### YOUR GOAL
Begin at the line that contains "In the picture above, where can the kitten's eye" and copy every line through the last one, substituting "cat's" for "kitten's" and leaving everything else unchanged. Omit the pictures from your copy.

### SUPPLIED RECORDS

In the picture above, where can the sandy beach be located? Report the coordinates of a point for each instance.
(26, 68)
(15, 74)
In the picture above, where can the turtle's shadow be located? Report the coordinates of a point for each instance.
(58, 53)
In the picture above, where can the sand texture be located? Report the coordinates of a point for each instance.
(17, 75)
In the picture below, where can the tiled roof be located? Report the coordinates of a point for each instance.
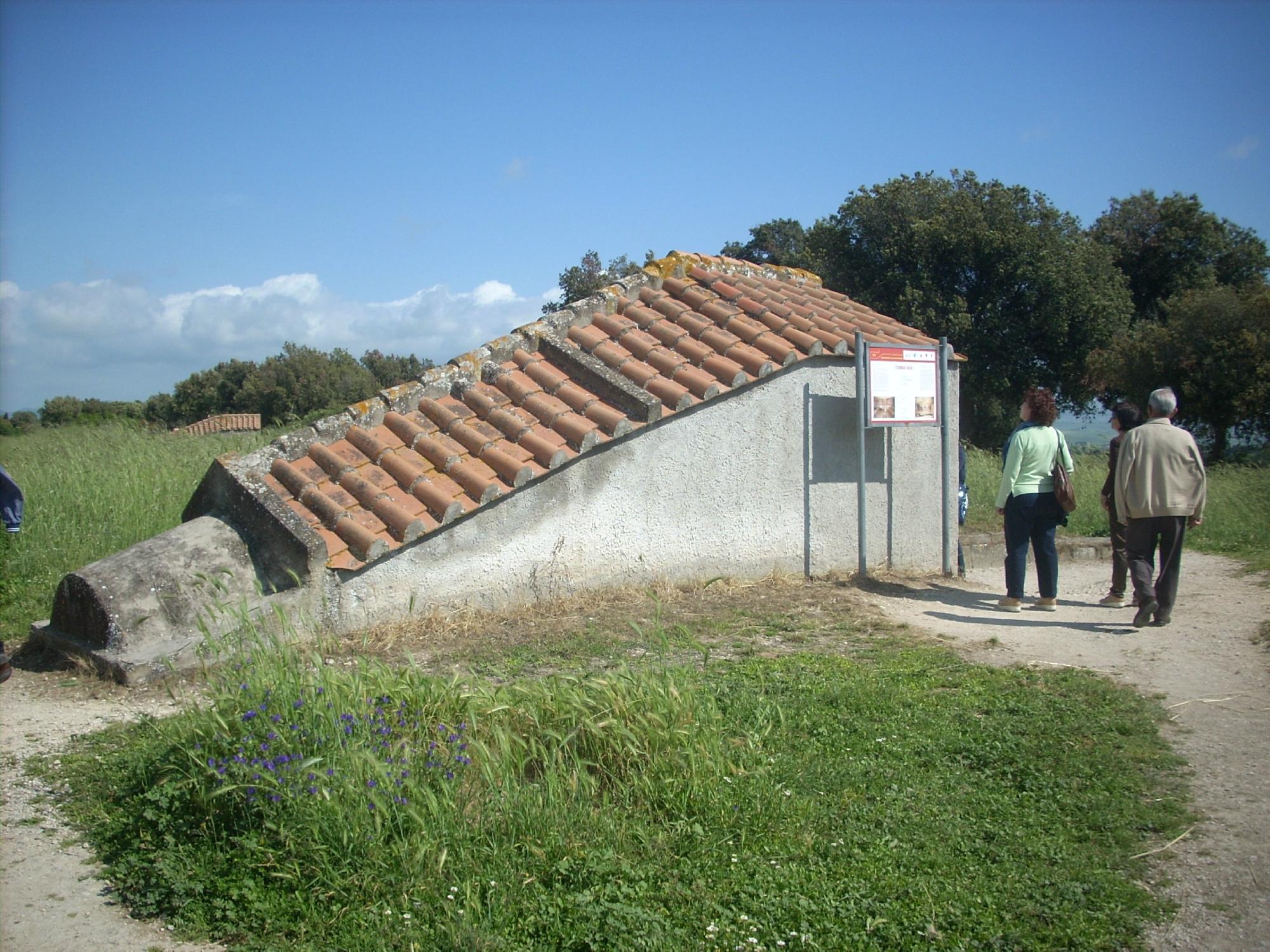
(223, 423)
(686, 331)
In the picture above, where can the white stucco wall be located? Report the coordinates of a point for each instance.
(759, 480)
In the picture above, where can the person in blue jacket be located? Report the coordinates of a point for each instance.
(11, 503)
(11, 512)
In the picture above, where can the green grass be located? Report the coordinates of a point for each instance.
(1235, 519)
(92, 492)
(904, 799)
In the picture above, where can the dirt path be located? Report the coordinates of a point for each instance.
(51, 898)
(1215, 680)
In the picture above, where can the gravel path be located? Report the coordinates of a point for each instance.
(1213, 676)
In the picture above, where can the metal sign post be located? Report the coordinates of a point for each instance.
(902, 387)
(863, 421)
(946, 512)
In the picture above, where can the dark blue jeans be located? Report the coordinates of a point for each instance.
(1032, 520)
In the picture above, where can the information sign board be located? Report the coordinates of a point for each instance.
(902, 385)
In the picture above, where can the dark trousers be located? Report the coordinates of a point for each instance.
(1032, 520)
(1120, 558)
(1141, 539)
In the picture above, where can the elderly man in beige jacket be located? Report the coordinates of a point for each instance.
(1160, 491)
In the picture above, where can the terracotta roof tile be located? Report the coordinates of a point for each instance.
(692, 329)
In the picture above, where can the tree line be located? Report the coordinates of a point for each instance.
(283, 389)
(1156, 293)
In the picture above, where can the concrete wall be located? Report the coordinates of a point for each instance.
(759, 480)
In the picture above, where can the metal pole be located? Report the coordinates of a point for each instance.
(946, 512)
(862, 399)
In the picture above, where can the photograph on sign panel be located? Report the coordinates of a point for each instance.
(885, 408)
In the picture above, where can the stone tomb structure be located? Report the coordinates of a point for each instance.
(693, 421)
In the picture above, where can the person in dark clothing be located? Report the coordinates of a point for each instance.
(1160, 492)
(1125, 418)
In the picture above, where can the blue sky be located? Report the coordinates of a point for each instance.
(182, 183)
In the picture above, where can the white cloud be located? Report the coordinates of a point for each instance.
(123, 342)
(1244, 148)
(492, 293)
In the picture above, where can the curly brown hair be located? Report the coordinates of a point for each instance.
(1043, 407)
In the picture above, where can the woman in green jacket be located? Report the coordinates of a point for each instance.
(1027, 499)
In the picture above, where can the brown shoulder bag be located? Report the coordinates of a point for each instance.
(1065, 492)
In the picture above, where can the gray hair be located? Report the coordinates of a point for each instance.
(1164, 402)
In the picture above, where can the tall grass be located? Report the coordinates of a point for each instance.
(92, 492)
(896, 802)
(1236, 520)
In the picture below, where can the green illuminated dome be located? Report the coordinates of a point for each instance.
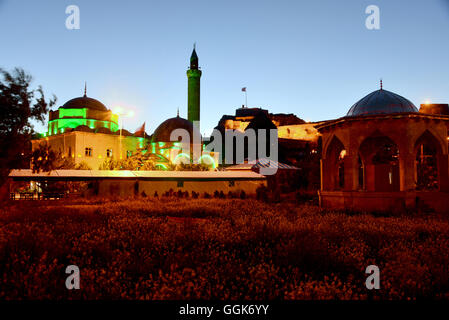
(85, 102)
(163, 132)
(81, 113)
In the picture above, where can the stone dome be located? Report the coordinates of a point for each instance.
(85, 102)
(381, 102)
(163, 132)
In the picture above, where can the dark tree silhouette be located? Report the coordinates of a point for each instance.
(19, 106)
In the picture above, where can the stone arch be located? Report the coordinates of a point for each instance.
(427, 151)
(328, 143)
(379, 155)
(333, 175)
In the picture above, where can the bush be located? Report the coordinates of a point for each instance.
(216, 249)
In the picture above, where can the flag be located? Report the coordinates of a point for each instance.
(140, 130)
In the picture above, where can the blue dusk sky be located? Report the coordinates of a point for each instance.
(311, 58)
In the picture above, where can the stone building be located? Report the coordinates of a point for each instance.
(386, 155)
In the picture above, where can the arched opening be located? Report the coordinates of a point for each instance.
(427, 150)
(380, 158)
(361, 173)
(335, 170)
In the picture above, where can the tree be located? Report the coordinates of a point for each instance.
(19, 106)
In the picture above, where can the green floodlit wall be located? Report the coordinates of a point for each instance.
(72, 123)
(66, 113)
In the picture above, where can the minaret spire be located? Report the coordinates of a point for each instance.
(193, 90)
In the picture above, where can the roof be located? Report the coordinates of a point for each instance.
(27, 174)
(261, 163)
(397, 116)
(381, 102)
(85, 102)
(163, 132)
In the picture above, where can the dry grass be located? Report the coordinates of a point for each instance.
(216, 249)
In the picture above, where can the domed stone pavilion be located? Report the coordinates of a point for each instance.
(386, 155)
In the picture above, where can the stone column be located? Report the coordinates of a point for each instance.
(351, 172)
(443, 175)
(406, 169)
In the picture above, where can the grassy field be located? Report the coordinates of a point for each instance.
(173, 248)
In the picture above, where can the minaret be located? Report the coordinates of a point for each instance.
(193, 91)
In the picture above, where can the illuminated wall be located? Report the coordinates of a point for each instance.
(64, 119)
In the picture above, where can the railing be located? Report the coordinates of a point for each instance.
(37, 195)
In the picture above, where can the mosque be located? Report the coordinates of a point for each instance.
(385, 154)
(85, 130)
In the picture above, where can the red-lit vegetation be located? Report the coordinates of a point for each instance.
(172, 248)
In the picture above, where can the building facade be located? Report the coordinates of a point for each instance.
(385, 155)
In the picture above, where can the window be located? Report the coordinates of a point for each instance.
(88, 152)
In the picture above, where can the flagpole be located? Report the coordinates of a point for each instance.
(246, 99)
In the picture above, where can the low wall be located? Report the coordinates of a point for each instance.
(116, 187)
(385, 201)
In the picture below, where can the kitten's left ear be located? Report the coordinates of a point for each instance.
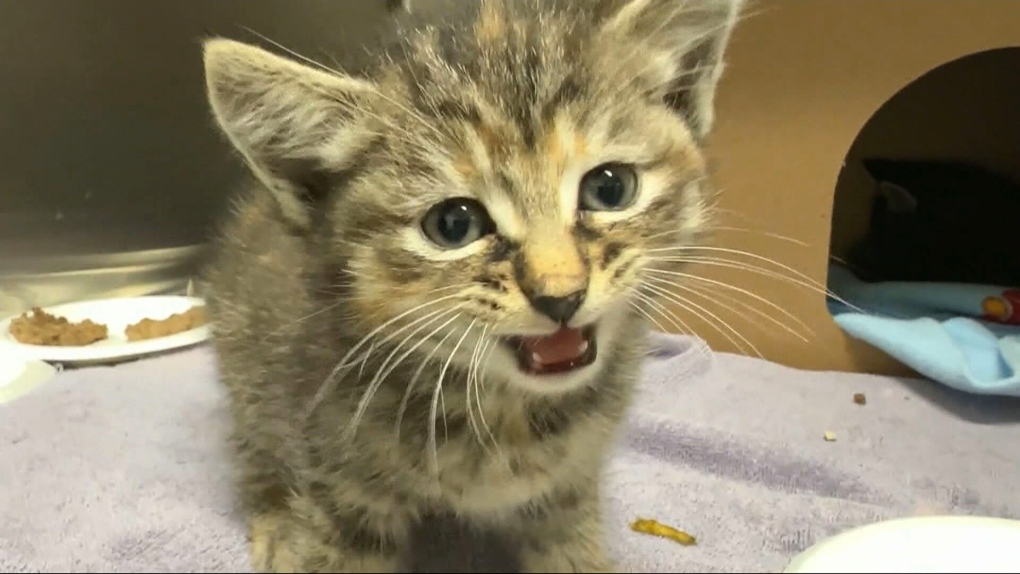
(691, 37)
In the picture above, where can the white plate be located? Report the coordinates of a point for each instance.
(115, 314)
(928, 543)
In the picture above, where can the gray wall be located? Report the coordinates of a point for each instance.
(111, 172)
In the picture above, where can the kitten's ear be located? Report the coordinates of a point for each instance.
(295, 125)
(691, 36)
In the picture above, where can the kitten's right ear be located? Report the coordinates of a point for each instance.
(294, 124)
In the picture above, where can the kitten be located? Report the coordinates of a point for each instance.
(939, 220)
(431, 302)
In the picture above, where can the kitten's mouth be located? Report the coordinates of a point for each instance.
(566, 350)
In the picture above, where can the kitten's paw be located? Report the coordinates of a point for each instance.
(268, 548)
(291, 542)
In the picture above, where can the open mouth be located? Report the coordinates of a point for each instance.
(564, 351)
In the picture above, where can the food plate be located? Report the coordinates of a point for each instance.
(929, 543)
(115, 314)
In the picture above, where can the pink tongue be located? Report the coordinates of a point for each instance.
(562, 346)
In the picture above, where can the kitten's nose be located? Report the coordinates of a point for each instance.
(559, 309)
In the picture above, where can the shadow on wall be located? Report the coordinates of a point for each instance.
(111, 172)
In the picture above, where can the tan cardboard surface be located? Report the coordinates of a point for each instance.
(804, 77)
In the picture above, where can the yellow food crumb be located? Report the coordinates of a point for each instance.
(655, 528)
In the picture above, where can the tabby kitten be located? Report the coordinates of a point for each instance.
(428, 304)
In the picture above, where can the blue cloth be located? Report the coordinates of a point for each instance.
(958, 334)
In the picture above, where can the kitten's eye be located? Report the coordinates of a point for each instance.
(610, 187)
(457, 222)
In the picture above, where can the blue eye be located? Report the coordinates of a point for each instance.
(456, 222)
(610, 187)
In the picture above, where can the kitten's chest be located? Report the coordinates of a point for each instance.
(516, 458)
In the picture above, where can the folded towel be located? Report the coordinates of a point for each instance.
(964, 335)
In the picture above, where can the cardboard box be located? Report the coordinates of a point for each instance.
(811, 87)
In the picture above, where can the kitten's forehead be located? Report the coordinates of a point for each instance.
(510, 100)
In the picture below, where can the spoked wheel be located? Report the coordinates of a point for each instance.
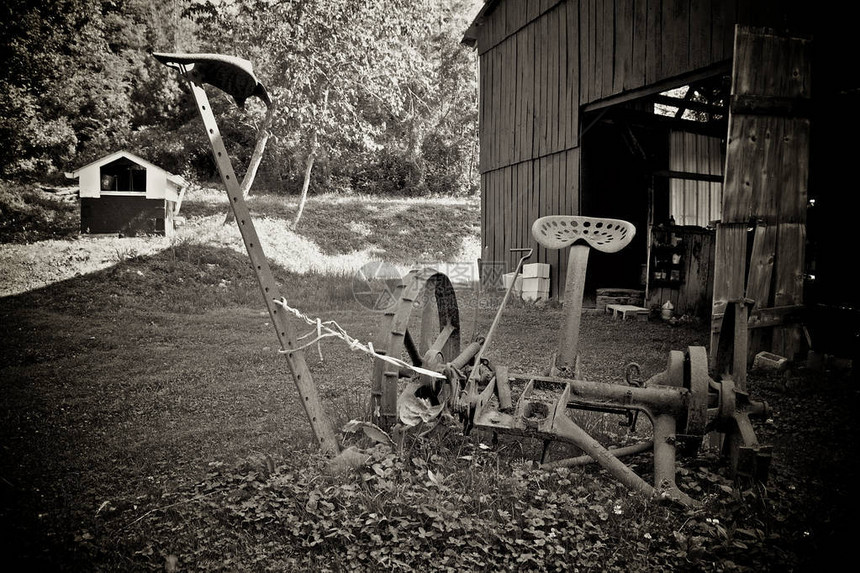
(422, 328)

### ANSWER FOR THIS EXERCISE
In the picture above, where can the cat's eye be located? Report the coordinates of a point for each instance.
(610, 187)
(457, 222)
In the picture above, where can the blue eye be located? Report the coordinates of a point for each instance.
(456, 222)
(610, 187)
In the picture above, where can the cat's chest be located? Report the coordinates of a point for each instance.
(516, 458)
In the picture above, where can the folded towel be located? Report the coordinates of a point for each instance.
(964, 335)
In the picture above, where can the cardboard box be located? Report the coordinates of a point for each instance.
(811, 87)
In the picture above, where can the cat's forehead be located? Report the coordinates of a point for each instance.
(510, 100)
In the picture below, where can the spoked wheel be located? Report the coordinates of a point for each instance.
(422, 328)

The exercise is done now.